WHAT TO PRODUCE:
Reproduce the data below with every occurrence of "even-odd rule" changed to "nonzero winding rule", leaving everything else untouched.
+ + + +
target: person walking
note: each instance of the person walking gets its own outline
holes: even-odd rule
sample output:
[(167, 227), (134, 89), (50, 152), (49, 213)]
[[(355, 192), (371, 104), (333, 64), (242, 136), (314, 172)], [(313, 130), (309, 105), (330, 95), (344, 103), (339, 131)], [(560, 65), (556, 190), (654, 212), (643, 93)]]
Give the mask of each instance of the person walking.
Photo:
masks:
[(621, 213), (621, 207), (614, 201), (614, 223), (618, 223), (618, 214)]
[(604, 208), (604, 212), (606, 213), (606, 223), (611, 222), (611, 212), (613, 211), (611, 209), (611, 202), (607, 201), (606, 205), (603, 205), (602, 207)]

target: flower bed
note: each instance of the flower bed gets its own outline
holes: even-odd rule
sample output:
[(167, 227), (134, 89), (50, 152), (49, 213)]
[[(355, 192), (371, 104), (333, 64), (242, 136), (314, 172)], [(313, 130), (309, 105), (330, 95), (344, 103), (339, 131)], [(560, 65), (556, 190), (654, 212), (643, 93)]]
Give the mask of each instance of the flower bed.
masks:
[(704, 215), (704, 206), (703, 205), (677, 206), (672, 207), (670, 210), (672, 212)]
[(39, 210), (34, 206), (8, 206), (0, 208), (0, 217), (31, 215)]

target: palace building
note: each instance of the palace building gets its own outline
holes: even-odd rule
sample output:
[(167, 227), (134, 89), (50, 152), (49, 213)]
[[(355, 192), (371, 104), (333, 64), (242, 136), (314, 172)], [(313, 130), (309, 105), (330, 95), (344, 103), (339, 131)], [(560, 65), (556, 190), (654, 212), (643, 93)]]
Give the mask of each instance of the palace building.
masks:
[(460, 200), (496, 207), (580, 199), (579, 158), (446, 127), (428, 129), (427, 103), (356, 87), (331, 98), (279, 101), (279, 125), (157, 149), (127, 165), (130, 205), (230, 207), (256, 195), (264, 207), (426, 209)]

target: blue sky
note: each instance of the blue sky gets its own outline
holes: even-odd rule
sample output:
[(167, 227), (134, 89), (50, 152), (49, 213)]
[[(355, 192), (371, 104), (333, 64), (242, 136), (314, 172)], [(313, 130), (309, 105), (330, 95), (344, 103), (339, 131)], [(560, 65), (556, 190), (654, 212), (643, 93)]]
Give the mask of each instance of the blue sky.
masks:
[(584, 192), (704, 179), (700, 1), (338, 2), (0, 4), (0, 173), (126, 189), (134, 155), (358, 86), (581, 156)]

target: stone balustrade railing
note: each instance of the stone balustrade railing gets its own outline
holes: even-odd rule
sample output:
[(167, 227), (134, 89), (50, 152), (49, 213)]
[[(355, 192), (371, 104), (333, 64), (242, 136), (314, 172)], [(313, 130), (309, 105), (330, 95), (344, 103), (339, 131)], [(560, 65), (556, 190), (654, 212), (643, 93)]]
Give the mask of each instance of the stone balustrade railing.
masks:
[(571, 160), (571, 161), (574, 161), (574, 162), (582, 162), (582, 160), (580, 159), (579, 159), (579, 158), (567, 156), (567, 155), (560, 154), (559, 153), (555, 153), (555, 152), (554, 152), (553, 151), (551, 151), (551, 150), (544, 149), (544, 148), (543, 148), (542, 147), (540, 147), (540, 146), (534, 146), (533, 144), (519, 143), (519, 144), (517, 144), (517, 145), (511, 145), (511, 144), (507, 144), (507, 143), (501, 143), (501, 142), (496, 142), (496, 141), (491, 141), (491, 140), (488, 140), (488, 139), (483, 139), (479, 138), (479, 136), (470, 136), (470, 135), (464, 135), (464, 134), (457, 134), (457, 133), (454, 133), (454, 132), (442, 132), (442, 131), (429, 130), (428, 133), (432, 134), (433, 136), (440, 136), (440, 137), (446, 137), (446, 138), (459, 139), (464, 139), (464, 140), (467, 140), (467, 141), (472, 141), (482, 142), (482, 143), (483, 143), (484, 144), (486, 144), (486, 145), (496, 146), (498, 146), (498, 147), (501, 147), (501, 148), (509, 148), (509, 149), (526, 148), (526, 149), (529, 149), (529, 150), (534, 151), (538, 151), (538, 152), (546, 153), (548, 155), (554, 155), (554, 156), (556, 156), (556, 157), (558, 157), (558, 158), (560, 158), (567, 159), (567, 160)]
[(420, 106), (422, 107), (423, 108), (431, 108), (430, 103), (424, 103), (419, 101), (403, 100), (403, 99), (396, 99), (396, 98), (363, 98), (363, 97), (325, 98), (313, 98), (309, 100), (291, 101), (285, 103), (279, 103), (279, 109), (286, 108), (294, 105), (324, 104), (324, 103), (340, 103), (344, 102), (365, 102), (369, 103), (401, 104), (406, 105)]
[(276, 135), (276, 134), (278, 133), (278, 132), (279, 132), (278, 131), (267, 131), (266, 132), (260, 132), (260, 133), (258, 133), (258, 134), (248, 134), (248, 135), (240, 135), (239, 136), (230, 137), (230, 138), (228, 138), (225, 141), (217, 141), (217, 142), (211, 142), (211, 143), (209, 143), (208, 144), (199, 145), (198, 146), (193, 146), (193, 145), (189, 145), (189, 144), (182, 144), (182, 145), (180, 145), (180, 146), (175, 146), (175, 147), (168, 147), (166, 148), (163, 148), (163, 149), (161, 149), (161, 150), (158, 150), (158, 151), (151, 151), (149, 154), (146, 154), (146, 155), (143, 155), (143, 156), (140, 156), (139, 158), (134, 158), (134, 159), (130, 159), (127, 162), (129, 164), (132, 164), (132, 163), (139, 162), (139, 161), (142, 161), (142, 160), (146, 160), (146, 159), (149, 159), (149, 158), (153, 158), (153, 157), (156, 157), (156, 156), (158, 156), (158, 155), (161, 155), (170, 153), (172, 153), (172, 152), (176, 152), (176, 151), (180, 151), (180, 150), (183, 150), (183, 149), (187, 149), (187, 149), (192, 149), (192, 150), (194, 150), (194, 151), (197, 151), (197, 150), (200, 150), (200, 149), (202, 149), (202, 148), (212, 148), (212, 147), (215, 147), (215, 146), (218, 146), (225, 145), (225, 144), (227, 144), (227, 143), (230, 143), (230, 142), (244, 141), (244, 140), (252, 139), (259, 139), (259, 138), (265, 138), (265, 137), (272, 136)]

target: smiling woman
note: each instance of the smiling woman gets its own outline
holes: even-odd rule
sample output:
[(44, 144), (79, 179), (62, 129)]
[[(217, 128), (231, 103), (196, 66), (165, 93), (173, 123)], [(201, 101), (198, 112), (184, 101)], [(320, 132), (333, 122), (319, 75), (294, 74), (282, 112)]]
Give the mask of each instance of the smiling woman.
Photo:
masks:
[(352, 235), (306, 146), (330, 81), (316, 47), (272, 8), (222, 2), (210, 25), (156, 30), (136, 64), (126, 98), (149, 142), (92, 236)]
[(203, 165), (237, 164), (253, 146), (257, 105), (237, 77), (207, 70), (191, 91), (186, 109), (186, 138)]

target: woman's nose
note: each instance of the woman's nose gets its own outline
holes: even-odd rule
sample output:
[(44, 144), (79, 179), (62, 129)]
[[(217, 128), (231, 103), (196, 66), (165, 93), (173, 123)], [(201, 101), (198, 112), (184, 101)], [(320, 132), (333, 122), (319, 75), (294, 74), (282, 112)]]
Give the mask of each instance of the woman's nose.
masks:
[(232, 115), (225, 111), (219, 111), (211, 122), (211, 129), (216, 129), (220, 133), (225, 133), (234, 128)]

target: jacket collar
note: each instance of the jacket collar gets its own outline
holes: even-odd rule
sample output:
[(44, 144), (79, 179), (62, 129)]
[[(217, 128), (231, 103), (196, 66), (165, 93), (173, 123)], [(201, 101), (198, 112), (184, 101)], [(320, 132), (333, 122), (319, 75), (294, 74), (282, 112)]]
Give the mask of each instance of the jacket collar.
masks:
+ + + +
CORRECT ANSWER:
target: person walking
note: each instance of the person walking gets its own outline
holes: nonzero winding rule
sample output:
[(167, 227), (134, 89), (50, 152), (49, 213)]
[[(355, 192), (371, 104), (333, 64), (242, 136), (314, 172)], [(313, 130), (309, 105), (330, 95), (344, 103), (339, 131)], [(560, 65), (556, 190), (654, 212), (643, 93)]]
Give the mask of each instance of the person walking.
Photo:
masks:
[(621, 213), (621, 207), (614, 201), (614, 223), (618, 223), (618, 214)]
[(604, 208), (604, 212), (606, 213), (606, 223), (611, 222), (611, 212), (613, 211), (611, 209), (611, 202), (607, 201), (606, 205), (603, 205), (602, 207)]

target: flower bed
note: each instance of the flower bed gets its own outline
holes: nonzero winding rule
sample output:
[(167, 227), (134, 89), (50, 152), (49, 213)]
[[(355, 192), (371, 104), (333, 64), (242, 136), (314, 172)], [(313, 130), (309, 105), (330, 95), (344, 103), (339, 131)], [(560, 65), (556, 190), (654, 212), (643, 93)]]
Give the mask of each instance of the flower bed.
masks:
[(704, 215), (704, 206), (703, 205), (677, 206), (672, 207), (670, 210), (672, 212)]
[(39, 210), (34, 206), (8, 206), (0, 208), (0, 217), (31, 215)]

target: palace building
note: each instance of the palace building gets its own outline
holes: nonzero winding rule
sample output:
[(167, 227), (134, 89), (50, 152), (49, 213)]
[[(355, 192), (371, 104), (333, 64), (242, 136), (314, 172)], [(313, 130), (309, 105), (330, 95), (344, 103), (339, 131)], [(560, 65), (556, 190), (654, 212), (643, 93)]]
Give the mask of each instance of the palace building.
masks:
[(460, 200), (496, 207), (580, 199), (579, 158), (446, 127), (428, 129), (427, 103), (356, 87), (331, 98), (279, 101), (279, 125), (157, 149), (127, 165), (130, 205), (230, 207), (256, 195), (264, 207), (426, 209)]

target: blue sky
note: each instance of the blue sky gets its own outline
holes: nonzero winding rule
sample output:
[(167, 227), (134, 89), (50, 152), (49, 213)]
[[(355, 192), (371, 104), (333, 64), (242, 136), (314, 172)], [(313, 130), (309, 105), (330, 95), (344, 103), (339, 131)], [(560, 65), (556, 190), (654, 212), (643, 93)]]
Give the mask of each instance of the blue sky.
masks:
[(584, 192), (704, 179), (700, 1), (338, 2), (0, 4), (0, 173), (126, 189), (134, 155), (358, 86), (581, 156)]

target: stone balustrade railing
note: each instance of the stone balustrade railing gets its own outline
holes: nonzero winding rule
sample output:
[(167, 227), (134, 89), (50, 152), (49, 213)]
[[(355, 192), (371, 104), (333, 64), (242, 136), (314, 172)], [(313, 130), (309, 105), (330, 95), (344, 103), (339, 131)], [(560, 65), (556, 190), (654, 212), (643, 93)]]
Give the mask of each instance of the stone balustrade railing.
masks:
[(571, 160), (571, 161), (574, 161), (574, 162), (582, 162), (582, 160), (580, 159), (579, 159), (579, 158), (567, 156), (567, 155), (560, 154), (559, 153), (555, 153), (555, 152), (554, 152), (553, 151), (551, 151), (551, 150), (544, 149), (544, 148), (543, 148), (542, 147), (540, 147), (540, 146), (534, 146), (533, 144), (519, 143), (519, 144), (517, 144), (517, 145), (511, 145), (511, 144), (507, 144), (507, 143), (501, 143), (501, 142), (496, 142), (496, 141), (491, 141), (491, 140), (488, 140), (488, 139), (483, 139), (479, 138), (479, 136), (470, 136), (470, 135), (464, 135), (464, 134), (457, 134), (457, 133), (454, 133), (454, 132), (442, 132), (442, 131), (429, 130), (428, 133), (432, 134), (433, 136), (440, 136), (440, 137), (446, 137), (446, 138), (459, 139), (464, 139), (464, 140), (467, 140), (467, 141), (472, 141), (482, 142), (482, 143), (483, 143), (484, 144), (486, 144), (486, 145), (496, 146), (498, 146), (498, 147), (501, 147), (501, 148), (509, 148), (509, 149), (526, 148), (526, 149), (529, 149), (529, 150), (534, 151), (538, 151), (538, 152), (546, 153), (548, 155), (554, 155), (554, 156), (556, 156), (556, 157), (558, 157), (558, 158), (560, 158), (567, 159), (567, 160)]
[(420, 106), (422, 107), (423, 108), (431, 108), (430, 103), (424, 103), (419, 101), (403, 100), (403, 99), (396, 99), (396, 98), (363, 98), (363, 97), (325, 98), (313, 98), (309, 100), (291, 101), (285, 103), (279, 103), (279, 109), (286, 108), (294, 105), (324, 104), (324, 103), (340, 103), (344, 102), (365, 102), (369, 103), (401, 104), (406, 105)]
[(276, 135), (276, 134), (278, 133), (278, 132), (279, 132), (278, 131), (267, 131), (266, 132), (260, 132), (260, 133), (258, 133), (258, 134), (248, 134), (248, 135), (240, 135), (239, 136), (230, 137), (230, 138), (228, 138), (225, 141), (217, 141), (217, 142), (211, 142), (211, 143), (209, 143), (208, 144), (199, 145), (198, 146), (193, 146), (193, 145), (189, 145), (189, 144), (182, 144), (182, 145), (180, 145), (180, 146), (175, 146), (175, 147), (168, 147), (166, 148), (163, 148), (163, 149), (161, 149), (161, 150), (158, 150), (158, 151), (151, 151), (149, 154), (146, 154), (146, 155), (143, 155), (143, 156), (140, 156), (139, 158), (134, 158), (134, 159), (130, 159), (127, 162), (129, 164), (132, 164), (132, 163), (139, 162), (139, 161), (142, 161), (142, 160), (146, 160), (146, 159), (149, 159), (149, 158), (153, 158), (153, 157), (156, 157), (156, 156), (158, 156), (158, 155), (161, 155), (170, 153), (172, 153), (172, 152), (176, 152), (176, 151), (180, 151), (180, 150), (183, 150), (183, 149), (187, 149), (187, 149), (192, 149), (192, 150), (194, 150), (194, 151), (197, 151), (197, 150), (200, 150), (200, 149), (202, 149), (202, 148), (212, 148), (212, 147), (215, 147), (215, 146), (218, 146), (225, 145), (225, 144), (227, 144), (227, 143), (230, 143), (230, 142), (244, 141), (244, 140), (252, 139), (259, 139), (259, 138), (265, 138), (265, 137), (272, 136)]

target: smiling woman
note: each instance of the smiling woman gets its own outline
holes: nonzero winding rule
sample output:
[(44, 144), (79, 179), (62, 129)]
[[(217, 128), (231, 103), (196, 66), (165, 93), (173, 123)], [(201, 101), (198, 112), (184, 101)], [(320, 132), (333, 122), (319, 75), (294, 74), (282, 112)]]
Give the mask of each instance of the smiling woman.
Photo:
masks:
[(352, 235), (306, 146), (330, 81), (316, 47), (272, 8), (222, 2), (210, 25), (156, 30), (136, 64), (126, 98), (149, 142), (92, 236)]
[(203, 165), (237, 164), (253, 146), (257, 105), (237, 77), (207, 70), (191, 91), (186, 109), (186, 138)]

target: woman's nose
note: each instance of the woman's nose gets its own outline
holes: nonzero winding rule
sample output:
[(44, 144), (79, 179), (62, 129)]
[[(217, 128), (231, 103), (196, 66), (165, 93), (173, 123)], [(201, 101), (198, 112), (184, 101)], [(320, 132), (333, 122), (319, 75), (294, 74), (282, 112)]]
Give the mask of each instance of the woman's nose.
masks:
[(232, 115), (225, 111), (219, 111), (211, 122), (211, 129), (216, 129), (220, 133), (225, 133), (234, 128)]

target: jacket collar
note: each instance of the jacket collar gets its own outline
holes: nonzero winding rule
sample output:
[(44, 144), (79, 179), (62, 129)]
[[(217, 128), (231, 103), (196, 66), (165, 93), (173, 123)], [(201, 101), (198, 112), (184, 101)], [(320, 132), (333, 122), (319, 75), (294, 74), (282, 112)]]
Give the mask of each instance of the jacket collar.
masks:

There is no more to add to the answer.